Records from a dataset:
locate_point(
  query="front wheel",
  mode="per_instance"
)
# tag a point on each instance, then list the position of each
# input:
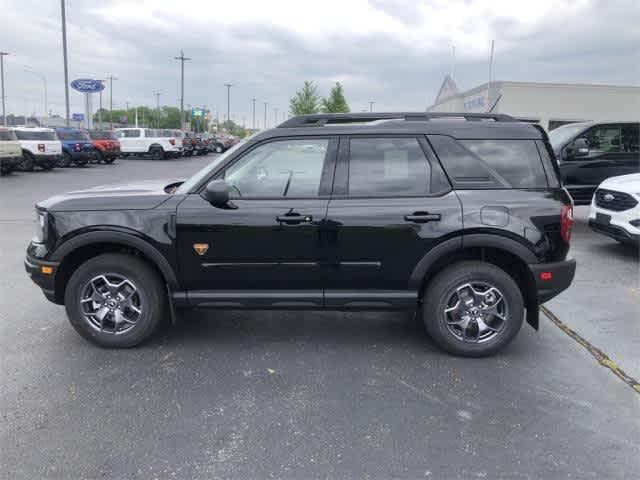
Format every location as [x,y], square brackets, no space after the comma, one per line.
[473,309]
[115,300]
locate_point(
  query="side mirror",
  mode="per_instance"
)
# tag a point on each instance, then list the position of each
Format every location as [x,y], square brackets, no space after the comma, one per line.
[217,193]
[579,148]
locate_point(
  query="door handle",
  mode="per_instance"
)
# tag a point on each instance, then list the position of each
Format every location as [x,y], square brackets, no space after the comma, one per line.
[292,219]
[422,217]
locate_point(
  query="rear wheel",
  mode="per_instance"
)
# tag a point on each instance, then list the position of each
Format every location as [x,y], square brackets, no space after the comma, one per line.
[27,162]
[473,309]
[65,160]
[115,300]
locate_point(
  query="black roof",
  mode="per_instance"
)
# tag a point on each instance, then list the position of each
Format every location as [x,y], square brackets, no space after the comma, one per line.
[457,125]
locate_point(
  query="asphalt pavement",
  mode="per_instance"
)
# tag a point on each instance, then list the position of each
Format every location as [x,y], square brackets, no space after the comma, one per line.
[305,395]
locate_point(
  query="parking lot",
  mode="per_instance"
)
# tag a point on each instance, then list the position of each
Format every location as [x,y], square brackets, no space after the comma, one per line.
[313,394]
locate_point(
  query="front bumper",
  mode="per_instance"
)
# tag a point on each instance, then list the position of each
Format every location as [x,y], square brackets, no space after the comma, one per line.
[552,278]
[43,274]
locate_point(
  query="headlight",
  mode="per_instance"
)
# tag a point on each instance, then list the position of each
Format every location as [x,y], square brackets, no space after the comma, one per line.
[41,226]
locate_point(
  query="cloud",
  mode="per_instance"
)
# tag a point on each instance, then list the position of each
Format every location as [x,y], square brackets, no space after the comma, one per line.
[394,52]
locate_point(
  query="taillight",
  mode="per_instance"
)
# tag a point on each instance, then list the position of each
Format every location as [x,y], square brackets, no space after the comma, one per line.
[566,222]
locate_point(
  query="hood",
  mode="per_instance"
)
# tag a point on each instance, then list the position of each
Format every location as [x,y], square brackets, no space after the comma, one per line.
[624,183]
[136,196]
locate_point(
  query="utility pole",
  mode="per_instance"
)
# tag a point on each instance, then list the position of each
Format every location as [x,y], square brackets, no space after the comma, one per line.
[66,67]
[228,85]
[4,113]
[157,94]
[111,78]
[253,101]
[182,59]
[265,114]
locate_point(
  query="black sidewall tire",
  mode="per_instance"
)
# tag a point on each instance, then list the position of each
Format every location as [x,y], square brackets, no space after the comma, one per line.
[442,286]
[150,288]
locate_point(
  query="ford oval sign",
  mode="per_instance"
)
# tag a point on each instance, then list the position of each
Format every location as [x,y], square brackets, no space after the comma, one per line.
[87,85]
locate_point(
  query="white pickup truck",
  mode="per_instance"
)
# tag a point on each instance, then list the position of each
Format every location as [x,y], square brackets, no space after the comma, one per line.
[40,147]
[142,141]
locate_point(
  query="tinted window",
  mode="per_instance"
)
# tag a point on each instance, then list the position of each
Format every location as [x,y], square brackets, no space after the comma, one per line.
[7,135]
[603,140]
[35,135]
[631,138]
[72,135]
[287,168]
[490,163]
[381,167]
[101,135]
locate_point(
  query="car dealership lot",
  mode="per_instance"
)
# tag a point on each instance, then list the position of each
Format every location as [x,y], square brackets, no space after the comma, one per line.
[312,394]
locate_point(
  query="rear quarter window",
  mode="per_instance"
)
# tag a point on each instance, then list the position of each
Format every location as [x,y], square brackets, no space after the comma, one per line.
[490,164]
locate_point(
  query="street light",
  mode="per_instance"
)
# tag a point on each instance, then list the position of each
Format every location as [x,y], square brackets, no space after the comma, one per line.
[66,67]
[44,81]
[4,113]
[182,59]
[228,85]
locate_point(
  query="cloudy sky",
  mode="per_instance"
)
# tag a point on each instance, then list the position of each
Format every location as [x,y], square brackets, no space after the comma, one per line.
[393,52]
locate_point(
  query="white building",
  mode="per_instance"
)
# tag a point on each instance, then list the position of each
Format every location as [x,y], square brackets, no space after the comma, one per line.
[550,104]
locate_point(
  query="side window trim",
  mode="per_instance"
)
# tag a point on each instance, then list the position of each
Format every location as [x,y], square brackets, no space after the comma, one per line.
[326,176]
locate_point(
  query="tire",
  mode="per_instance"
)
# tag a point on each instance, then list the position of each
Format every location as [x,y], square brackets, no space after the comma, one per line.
[450,288]
[157,153]
[65,160]
[27,163]
[89,279]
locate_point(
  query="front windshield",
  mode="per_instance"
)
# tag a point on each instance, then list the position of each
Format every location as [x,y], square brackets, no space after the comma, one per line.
[206,171]
[560,135]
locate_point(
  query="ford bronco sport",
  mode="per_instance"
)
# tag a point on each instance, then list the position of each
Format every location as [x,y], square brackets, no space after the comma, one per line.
[460,217]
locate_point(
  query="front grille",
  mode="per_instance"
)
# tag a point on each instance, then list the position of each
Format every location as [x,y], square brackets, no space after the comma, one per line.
[616,201]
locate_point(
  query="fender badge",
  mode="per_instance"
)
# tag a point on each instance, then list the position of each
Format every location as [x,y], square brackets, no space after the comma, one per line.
[201,248]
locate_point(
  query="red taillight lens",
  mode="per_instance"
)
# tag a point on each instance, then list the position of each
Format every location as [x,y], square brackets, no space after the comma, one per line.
[566,222]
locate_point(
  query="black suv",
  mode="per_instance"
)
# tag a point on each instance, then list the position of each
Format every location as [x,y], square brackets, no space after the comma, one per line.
[591,152]
[460,217]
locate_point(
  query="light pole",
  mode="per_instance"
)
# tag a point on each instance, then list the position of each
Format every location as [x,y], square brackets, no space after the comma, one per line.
[265,115]
[157,94]
[66,67]
[4,113]
[228,85]
[111,78]
[253,101]
[44,81]
[182,59]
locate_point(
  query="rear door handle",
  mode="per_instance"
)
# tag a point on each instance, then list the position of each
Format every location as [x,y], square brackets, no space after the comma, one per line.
[294,219]
[422,217]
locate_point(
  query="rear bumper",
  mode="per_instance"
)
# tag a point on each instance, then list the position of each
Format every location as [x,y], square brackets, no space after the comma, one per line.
[552,278]
[46,281]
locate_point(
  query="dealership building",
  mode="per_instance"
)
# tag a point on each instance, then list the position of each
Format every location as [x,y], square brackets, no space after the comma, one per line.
[549,104]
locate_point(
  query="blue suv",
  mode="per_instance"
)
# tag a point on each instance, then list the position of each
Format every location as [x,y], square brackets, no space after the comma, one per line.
[76,146]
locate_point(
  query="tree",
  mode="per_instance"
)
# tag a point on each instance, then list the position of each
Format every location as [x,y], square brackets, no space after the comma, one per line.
[335,102]
[305,101]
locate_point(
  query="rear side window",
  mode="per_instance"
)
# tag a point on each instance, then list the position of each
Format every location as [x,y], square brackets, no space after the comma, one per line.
[382,167]
[490,163]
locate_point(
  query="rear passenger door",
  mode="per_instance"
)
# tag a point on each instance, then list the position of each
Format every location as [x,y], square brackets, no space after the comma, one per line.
[391,203]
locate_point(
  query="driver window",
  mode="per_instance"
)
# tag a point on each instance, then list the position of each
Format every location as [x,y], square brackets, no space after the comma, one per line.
[603,140]
[285,168]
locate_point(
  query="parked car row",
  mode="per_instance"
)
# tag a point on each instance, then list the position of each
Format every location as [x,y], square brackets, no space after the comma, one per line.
[25,148]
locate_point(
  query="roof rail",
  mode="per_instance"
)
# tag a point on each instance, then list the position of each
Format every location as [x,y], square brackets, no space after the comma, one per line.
[322,119]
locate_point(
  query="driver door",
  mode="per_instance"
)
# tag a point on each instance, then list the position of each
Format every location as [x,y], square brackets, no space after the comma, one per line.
[265,250]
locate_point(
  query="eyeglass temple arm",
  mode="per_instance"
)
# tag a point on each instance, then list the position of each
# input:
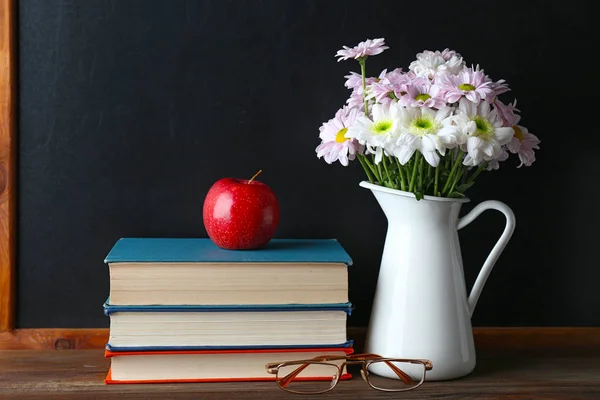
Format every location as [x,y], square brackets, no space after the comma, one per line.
[362,357]
[401,374]
[288,378]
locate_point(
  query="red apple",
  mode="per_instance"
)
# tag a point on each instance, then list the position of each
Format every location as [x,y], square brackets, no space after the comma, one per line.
[240,214]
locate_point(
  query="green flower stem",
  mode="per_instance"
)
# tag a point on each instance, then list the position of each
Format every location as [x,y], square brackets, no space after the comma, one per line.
[457,162]
[401,173]
[421,160]
[372,168]
[476,173]
[411,186]
[363,72]
[366,168]
[380,173]
[456,179]
[437,177]
[387,172]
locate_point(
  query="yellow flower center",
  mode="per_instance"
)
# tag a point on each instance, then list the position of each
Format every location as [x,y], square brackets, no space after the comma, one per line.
[339,137]
[485,129]
[382,127]
[518,133]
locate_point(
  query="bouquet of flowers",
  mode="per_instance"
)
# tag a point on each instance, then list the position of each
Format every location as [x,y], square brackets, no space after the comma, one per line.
[430,130]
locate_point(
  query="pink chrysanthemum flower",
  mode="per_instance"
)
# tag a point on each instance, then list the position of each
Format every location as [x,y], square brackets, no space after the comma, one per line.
[356,100]
[495,163]
[524,143]
[431,64]
[500,87]
[421,93]
[363,49]
[508,112]
[469,83]
[335,146]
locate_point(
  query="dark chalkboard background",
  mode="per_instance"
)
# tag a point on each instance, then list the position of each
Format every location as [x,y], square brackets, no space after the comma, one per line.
[130,110]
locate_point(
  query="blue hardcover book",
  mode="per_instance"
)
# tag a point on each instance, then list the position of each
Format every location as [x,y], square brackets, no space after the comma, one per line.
[196,250]
[194,271]
[158,328]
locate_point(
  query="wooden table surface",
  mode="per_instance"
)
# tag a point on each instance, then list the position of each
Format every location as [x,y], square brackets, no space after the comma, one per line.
[510,374]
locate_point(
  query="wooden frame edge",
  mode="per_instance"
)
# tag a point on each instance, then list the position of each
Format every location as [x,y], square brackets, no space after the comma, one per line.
[8,187]
[519,338]
[38,339]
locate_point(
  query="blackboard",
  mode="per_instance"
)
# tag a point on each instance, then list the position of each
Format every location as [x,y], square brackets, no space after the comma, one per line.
[130,110]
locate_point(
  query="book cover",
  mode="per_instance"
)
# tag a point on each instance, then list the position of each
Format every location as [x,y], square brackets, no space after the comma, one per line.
[203,366]
[111,309]
[204,250]
[231,320]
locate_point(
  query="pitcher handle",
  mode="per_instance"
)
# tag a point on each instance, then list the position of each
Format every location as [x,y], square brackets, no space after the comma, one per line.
[496,250]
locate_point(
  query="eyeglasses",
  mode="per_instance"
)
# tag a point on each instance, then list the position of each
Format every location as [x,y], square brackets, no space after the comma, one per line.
[321,374]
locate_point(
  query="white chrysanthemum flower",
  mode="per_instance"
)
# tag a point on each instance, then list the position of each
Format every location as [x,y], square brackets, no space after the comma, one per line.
[523,144]
[485,132]
[495,163]
[334,146]
[379,132]
[430,64]
[425,130]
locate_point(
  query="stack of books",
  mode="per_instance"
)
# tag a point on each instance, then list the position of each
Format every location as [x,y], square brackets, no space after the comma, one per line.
[185,310]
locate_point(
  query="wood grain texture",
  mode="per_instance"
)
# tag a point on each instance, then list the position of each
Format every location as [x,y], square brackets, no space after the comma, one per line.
[7,165]
[498,375]
[485,338]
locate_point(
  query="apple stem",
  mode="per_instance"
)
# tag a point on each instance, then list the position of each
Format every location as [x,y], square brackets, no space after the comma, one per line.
[255,175]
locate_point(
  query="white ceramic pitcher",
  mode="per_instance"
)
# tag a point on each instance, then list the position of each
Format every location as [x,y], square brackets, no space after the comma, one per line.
[421,308]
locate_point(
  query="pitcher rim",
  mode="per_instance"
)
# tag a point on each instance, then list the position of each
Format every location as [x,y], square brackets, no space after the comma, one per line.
[372,186]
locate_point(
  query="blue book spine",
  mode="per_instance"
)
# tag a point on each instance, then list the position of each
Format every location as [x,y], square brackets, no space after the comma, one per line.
[204,250]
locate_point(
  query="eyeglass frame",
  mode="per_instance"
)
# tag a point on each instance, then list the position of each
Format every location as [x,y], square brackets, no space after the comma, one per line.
[365,359]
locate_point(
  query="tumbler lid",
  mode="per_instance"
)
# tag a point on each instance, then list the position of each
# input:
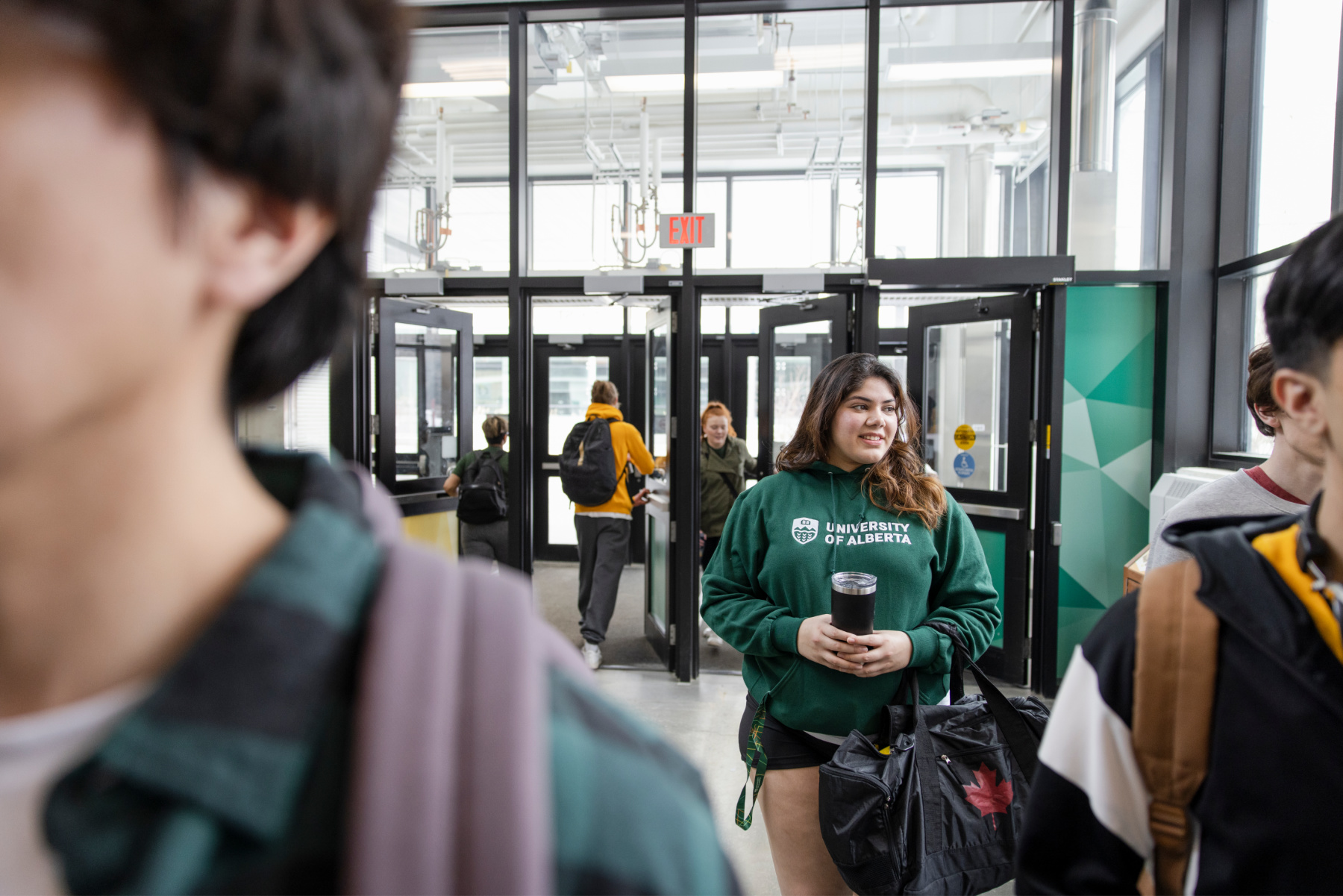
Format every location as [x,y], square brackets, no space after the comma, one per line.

Short problem:
Collect every line of the listing above that contains the string "pole" and copy each one out in full.

The completed task:
  query="utility pole",
  query="light pole",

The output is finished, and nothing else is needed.